#### Texto proporcionado ####
No hemos logrado ponernos de acuerdo y quienes deben jugar un rol clave en el debate público han optado por la polarización altisonante y dogmática. Hay intentos de imponer una verdad desde los intereses de parte, sin importar lo que se percibe desde una sociedad cada vez más desigual y fragmentada. Es irónico que lo único que parece generar consenso en estos tiempos es la desaprobación histórica de Dina Boluarte y del actual Congreso de la República. Pero este, finalmente, es un consenso negativo. De rechazo, de desaprobación.
Si vemos las últimas encuestas, en relación con la intención de voto, más del 50% de la sociedad no se siente identificada con ninguna de las alternativas conocidas. Las opciones “punteras” que superan el 5% de intención de voto son solo tres y en conjunto suman 26%. Esto podría cambiar con el tiempo, por supuesto, pero si seguimos el rumbo y el ánimo de las elecciones del 2021, las posibilidades son pocas.
El 2021 fue la primera elección de nuestra historia contemporánea en la que el candidato y la candidata que pasaron a la segunda vuelta sumaron juntos solo el 26%. Hasta ese momento las segundas vueltas electorales se hacían sobre al menos el 45% de los votos. La ausencia de consenso social está muy correlacionada con la ausencia de consenso político.
Los temas que pueden estallar
Lo penoso del proceso electoral en curso –convocado ya hace 5 meses– es que, pese a tener 43 registros electorales con posibilidad de participar, no tenemos claridad de propuestas más allá de algunos lemas vacíos y repetitivos. Desde la ciudadanía no podremos llenar ese vacío en el corto plazo, pero sí podemos al menos poner en evidencia los grandes temas no resueltos y tratar de ponerlos en agenda. Desde esta columna intentaré sumarme a ese esfuerzo.
Menciono acá algunos que espero desarrollar con mayor amplitud en próximas entregas. Por ejemplo, el aumento de la criminalidad y la inseguridad ciudadana, vivida de manera agobiante por los llamados “emprendedores” que, tras haber servido de emblema del discurso neoliberal del espíritu empresarial en sectores populares, han quedado abandonados a su suerte, presas de la extorsión por parte de actores criminales dispersos y multiplicados ante la inoperancia del Estado peruano.
#### Datos registrados ####
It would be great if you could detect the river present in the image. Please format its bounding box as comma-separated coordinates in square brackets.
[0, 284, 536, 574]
####
(Detalles del ejercicio)
Continúa la columna sobre la falta de consenso y el proceso electoral en el Perú a partir de su último párrafo.

(Respuesta al ejercicio)
Frente a esta realidad, ¿qué proponen nuestros potenciales candidatos y candidatas? Básicamente populismo penal. Como si la respuesta fuera sencilla y se tratara simplemente de elevar penas. Dejando de lado la situación de las instituciones responsables de investigar y sancionar (la Policía Nacional, el Ministerio Público y el Poder Judicial) o interesándose en ellas, pero no por la criminalidad galopante, sino para asegurarse ellos y ellas impunidad.
Otro gran problema es el vinculado a la minería ilegal. Al amparo del debate sobre la minería informal y la artesanal, que son en estricto dos formas diferentes de extracción minera, se evade la discusión y la acción sobre la penetración de grupos criminales que, de seguir así, hegemonizarán la actividad informal, pues proveen recursos –son los enganchadores del siglo XXI– así como seguridad.
La tentación populista en relación con este gran problema está en derechas e izquierdas que, conscientes del gran número de personas vinculadas y dependientes de esta actividad, buscan un bolsón electoral rápido que garantice presencia en medio de un proceso que será altamente disperso.
Hagamos un esfuerzo por vencer o por lo menos evidenciar los intereses subalternos y cortoplacistas de quienes postulan. Abramos desde la ciudadanía el debate de fondo que el país necesita.